** WHAT IS NEEDED **
Could you copy the records below, beginning at the line that has "Record the location of each instance of the tram track" and stopping after the last line of the records, swapping "building window" for "facade window" and leaving everything else as it is?

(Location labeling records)
----

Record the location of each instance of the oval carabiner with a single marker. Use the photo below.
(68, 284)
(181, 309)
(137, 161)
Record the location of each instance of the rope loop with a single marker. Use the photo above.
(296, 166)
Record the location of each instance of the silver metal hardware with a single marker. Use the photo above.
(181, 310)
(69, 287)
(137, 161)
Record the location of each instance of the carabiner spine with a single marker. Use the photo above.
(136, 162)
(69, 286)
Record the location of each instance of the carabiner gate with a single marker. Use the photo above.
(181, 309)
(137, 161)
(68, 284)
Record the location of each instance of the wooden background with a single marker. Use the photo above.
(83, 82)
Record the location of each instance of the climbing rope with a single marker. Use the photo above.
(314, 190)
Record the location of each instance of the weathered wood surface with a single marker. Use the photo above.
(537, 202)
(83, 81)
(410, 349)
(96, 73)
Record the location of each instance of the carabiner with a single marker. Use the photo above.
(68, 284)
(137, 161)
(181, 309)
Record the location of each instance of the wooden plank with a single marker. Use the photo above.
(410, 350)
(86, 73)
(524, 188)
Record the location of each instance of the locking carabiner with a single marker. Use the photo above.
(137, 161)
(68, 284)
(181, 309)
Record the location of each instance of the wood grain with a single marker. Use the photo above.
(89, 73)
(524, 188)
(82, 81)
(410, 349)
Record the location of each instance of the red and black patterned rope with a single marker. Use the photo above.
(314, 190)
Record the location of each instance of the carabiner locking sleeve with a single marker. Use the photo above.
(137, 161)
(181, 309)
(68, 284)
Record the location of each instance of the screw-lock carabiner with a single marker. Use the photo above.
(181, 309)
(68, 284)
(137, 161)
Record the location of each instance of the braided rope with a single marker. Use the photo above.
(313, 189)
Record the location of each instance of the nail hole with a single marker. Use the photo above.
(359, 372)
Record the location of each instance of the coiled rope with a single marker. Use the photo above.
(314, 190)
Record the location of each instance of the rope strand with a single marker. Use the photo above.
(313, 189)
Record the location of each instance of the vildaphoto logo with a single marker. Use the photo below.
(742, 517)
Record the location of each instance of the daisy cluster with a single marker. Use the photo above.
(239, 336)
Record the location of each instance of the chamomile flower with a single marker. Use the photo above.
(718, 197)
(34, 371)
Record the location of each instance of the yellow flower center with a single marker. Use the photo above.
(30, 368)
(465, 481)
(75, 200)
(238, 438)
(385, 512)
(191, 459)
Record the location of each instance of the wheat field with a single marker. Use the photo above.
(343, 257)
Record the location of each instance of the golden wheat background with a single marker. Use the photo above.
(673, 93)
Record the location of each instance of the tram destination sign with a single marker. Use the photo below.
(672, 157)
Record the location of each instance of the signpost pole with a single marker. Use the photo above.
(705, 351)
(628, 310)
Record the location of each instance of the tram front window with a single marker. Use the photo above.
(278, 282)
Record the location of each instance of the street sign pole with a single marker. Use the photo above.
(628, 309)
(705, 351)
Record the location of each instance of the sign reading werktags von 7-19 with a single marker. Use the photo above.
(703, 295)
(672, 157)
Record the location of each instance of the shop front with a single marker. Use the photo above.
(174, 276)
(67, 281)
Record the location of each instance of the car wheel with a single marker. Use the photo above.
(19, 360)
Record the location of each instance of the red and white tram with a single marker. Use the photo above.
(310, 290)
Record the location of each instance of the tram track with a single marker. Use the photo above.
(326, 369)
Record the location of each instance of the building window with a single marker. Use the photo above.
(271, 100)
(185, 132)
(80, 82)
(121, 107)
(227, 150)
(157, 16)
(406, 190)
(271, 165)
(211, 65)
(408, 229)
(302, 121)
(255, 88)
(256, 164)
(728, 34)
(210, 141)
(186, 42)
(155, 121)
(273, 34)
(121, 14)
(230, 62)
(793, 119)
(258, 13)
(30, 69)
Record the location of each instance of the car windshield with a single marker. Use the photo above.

----

** SOLUTION TO THIS TASK **
Record the location of each instance of the tram track with a single marker. Use the photo above.
(326, 369)
Record the location of each instance of the facade window with a single marker. Use the photo above.
(271, 100)
(185, 132)
(80, 82)
(121, 107)
(227, 150)
(157, 16)
(406, 190)
(271, 165)
(211, 65)
(408, 229)
(302, 121)
(255, 88)
(256, 164)
(728, 34)
(210, 141)
(186, 42)
(155, 121)
(273, 34)
(121, 14)
(230, 62)
(793, 119)
(258, 13)
(30, 69)
Record the location of each instance of the car windshield with a single marker. Use the photo above.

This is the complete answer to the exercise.